***** ENTRIES SHOWN
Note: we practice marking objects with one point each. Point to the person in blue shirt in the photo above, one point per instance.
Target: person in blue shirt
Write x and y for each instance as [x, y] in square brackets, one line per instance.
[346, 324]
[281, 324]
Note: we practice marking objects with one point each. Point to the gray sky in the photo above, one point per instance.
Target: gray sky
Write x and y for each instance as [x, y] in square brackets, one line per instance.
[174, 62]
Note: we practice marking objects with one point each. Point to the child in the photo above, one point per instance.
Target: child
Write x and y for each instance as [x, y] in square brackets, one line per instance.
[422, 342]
**********
Output every line of the entries above as a Markdown table with two columns, Row and Line. Number the rows in order and leave out blank lines.

▶ WRITTEN SOLUTION:
| Row | Line |
|---|---|
| 1 | Note: we practice marking objects with one point each. Point to the person in blue shirt in the photo above, one point per instance. |
| 2 | Target: person in blue shirt |
| 3 | Write x and y for each instance as [x, y] in square brackets, one line per instance. |
| 4 | [346, 324] |
| 5 | [281, 324] |
| 6 | Note: we practice marking objects with one point each. Point to the gray sky in the photo above, one point per instance. |
| 7 | Target: gray sky |
| 8 | Write x and y for each instance as [x, y] in square brackets, one line per instance. |
| 9 | [174, 62] |
| 10 | Note: we practice marking objects with one point each. Point to the child in the photo above, one point per instance. |
| 11 | Target: child |
| 12 | Write x and y for each instance as [x, y] in square brackets, one line per instance. |
| 13 | [422, 342] |